▶ _Task prompt_
Once you have read the entries below, give them all again without any difference.

▶ _Provided material_
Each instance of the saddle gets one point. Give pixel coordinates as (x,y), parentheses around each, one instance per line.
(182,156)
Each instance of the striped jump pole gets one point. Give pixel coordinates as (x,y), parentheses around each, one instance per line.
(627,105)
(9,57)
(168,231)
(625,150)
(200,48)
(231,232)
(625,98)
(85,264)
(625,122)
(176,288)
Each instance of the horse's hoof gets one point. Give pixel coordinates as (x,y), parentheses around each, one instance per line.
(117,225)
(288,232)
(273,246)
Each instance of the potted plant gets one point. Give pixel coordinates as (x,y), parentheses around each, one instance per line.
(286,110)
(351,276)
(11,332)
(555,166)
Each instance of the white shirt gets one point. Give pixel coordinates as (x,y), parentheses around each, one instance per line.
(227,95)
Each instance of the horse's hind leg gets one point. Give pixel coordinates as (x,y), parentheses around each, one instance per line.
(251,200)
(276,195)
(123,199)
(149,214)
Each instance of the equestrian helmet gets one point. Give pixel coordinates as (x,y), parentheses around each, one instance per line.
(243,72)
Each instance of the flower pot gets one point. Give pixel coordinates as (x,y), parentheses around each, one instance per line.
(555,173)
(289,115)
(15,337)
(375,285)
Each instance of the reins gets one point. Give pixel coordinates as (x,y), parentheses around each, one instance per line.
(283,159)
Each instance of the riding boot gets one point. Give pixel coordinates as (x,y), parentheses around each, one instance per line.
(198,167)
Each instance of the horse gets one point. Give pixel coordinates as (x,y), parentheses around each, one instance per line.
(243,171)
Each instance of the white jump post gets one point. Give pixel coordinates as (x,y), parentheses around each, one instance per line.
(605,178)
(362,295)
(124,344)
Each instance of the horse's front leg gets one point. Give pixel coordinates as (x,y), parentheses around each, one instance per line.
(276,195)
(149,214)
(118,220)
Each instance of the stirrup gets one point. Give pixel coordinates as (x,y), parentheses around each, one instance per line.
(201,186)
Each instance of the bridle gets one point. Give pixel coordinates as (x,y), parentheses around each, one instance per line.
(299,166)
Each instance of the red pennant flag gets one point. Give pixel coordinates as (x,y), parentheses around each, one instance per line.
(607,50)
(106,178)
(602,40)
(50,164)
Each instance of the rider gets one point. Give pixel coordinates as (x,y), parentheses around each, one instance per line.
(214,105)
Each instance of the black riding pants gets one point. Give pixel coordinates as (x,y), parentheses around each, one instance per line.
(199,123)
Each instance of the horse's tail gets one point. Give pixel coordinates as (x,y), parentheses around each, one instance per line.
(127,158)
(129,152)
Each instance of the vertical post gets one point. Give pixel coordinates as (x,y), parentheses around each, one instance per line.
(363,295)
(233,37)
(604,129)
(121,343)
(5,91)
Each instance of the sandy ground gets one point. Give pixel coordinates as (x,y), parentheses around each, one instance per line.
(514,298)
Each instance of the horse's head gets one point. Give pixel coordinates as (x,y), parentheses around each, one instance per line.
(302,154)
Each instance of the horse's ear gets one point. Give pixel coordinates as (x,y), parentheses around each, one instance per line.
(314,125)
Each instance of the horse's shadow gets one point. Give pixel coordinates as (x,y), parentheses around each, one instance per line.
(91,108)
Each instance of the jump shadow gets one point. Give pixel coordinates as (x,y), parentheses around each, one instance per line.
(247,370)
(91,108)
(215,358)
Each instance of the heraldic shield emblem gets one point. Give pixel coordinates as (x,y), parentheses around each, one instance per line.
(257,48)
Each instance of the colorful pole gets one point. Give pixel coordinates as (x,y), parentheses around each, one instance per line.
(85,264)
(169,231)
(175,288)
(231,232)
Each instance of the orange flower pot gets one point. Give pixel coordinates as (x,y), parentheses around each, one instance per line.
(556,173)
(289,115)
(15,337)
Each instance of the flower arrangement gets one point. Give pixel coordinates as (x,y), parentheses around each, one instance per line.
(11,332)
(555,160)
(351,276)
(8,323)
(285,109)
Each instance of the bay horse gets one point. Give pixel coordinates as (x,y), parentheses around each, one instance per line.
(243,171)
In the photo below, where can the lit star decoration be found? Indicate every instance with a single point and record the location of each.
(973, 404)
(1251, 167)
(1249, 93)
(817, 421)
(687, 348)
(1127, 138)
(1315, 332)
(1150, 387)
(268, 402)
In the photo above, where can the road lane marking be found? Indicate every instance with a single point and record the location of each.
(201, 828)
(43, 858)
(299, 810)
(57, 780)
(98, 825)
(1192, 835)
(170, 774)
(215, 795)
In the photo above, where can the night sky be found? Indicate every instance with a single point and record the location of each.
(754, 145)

▶ _Written reply_
Each instance of the saddle gets one point. Give pixel coordinates as (x,y), parentheses around each, one instance per line.
(182,156)
Each instance of the striped jump pole gets one point. Give pixel coordinates as (x,y), parentheses around each, one instance per line.
(627,105)
(9,57)
(168,231)
(625,150)
(200,48)
(231,232)
(625,98)
(85,264)
(625,122)
(176,288)
Each instance of the horse's hoof gets one point. Give pixel coordinates as (x,y), parentheses around each, one instance per line.
(117,225)
(288,232)
(273,246)
Each instance of the potted plant gets one point. Give pixel coordinates as (x,y), parentheses around each, one instance per line.
(286,110)
(351,276)
(11,332)
(555,166)
Each instance of the white shirt gets one point. Give pixel coordinates as (x,y), parentheses around each, one instance per line.
(227,95)
Each instance of the horse's hind leg gets one point. Give pixel coordinates as (x,y), parentheses around each, one instance per line.
(251,200)
(276,195)
(123,199)
(149,214)
Each instance of the equestrian helmet gets one point. Give pixel coordinates as (x,y), parentheses around each, one instance per line.
(243,72)
Each instance of the flower pot gets one point. Give pixel coordinates as (x,y), parentheses around each, one instance per line.
(555,173)
(289,115)
(15,337)
(375,285)
Each instance of the reins gets one point. Give pixel coordinates as (x,y), parentheses around each, one instance per line.
(283,159)
Each instance of the riding boot gets one point. Give pixel coordinates as (x,y), parentheses around each, one instance per line.
(198,167)
Each instance of the horse gets one point. Give pixel coordinates as (x,y), parentheses around each, one instance per line.
(243,171)
Each instance of the white jump post gets one point. Give pixel coordinates as (x,y), parentheses around each, one instance per line.
(605,178)
(362,295)
(124,344)
Each instance of the horse's front leg gets one point. Give pixel coordinates as (x,y), parentheses around each, one instance per line.
(276,195)
(149,214)
(118,220)
Each instance of the stirrup gets one point. Give pixel coordinates as (x,y), parentheses around each, one instance per line.
(201,186)
Each instance of the bridle gets one point. Give pixel coordinates as (x,y), parentheses around each, one instance per line.
(299,166)
Each instance of the red pennant flag gets one point. Give pixel coordinates as (x,y), parentheses around each, one instance per line.
(607,50)
(106,178)
(602,40)
(50,164)
Each instance of the rider gets one point. Give pixel coordinates as (x,y), parentheses around each, one instance per line.
(214,105)
Each instance of the black riding pants gets one point. Give pixel coordinates as (x,y), parentheses around each, one instance per line.
(199,123)
Each instance of the horse's tail gets one point. Give pixel coordinates as (x,y), parentheses around each, one instance per line.
(127,158)
(129,152)
Each instance of the vertical post gets one point. Give pixel coordinates as (x,y), parentheses around each, one instance per line.
(363,295)
(233,37)
(604,129)
(121,343)
(5,91)
Each instance of the sandy ground gets one point. Give pixel coordinates as (x,y), parentheses around each, one instance per line.
(514,298)
Each instance of the horse's head gets one point. Give pixel coordinates as (x,y), parentheses around each, one instance per line.
(302,154)
Each instance of the horse's ear gets one point. Give pixel coordinates as (x,y), parentheses around each, one instance per line.
(314,125)
Each instance of the horse's shadow gets one point. Give pixel coordinates as (x,y), parentheses around each, one instance per line.
(91,108)
Each instance of the jump shadow gets one point. Give pixel coordinates as (x,y), parentheses around each, one instance per line.
(247,370)
(91,108)
(215,358)
Each instance of the heraldic shield emblem gets one point. Give pixel coordinates as (x,y), parentheses around each, one instance per line.
(257,48)
Each instance of the colorful pole gets one point. Give pixel coordinates as (x,y), parentheses around each, one instance per line.
(85,264)
(169,231)
(175,288)
(231,232)
Each instance of the orange flower pot gets one point. Give pixel coordinates as (x,y), parentheses around each, one instance per line.
(556,173)
(289,115)
(15,337)
Each instance of the flower arrangement gets one point. Give pixel coordinates as (x,y), parentheses around each, one instance per line.
(11,332)
(555,160)
(351,276)
(8,323)
(285,109)
Each instance of the bay horse gets one point. Give pixel coordinates as (x,y), parentheses around each, one instance per line.
(243,171)
In the photo below, where can the lit star decoration be found? Indicate every instance with a single point and record the location of each.
(973, 404)
(1251, 167)
(1249, 93)
(817, 421)
(687, 348)
(1127, 138)
(1315, 332)
(1150, 387)
(268, 402)
In the photo above, where can the road lane marking be found? Indicate every instance with a single point and record the location of each.
(201, 828)
(43, 858)
(299, 810)
(57, 780)
(98, 825)
(1192, 835)
(170, 774)
(215, 795)
In the photo above, where can the night sky be found? Indicate every instance with a single point and record the location of each.
(754, 145)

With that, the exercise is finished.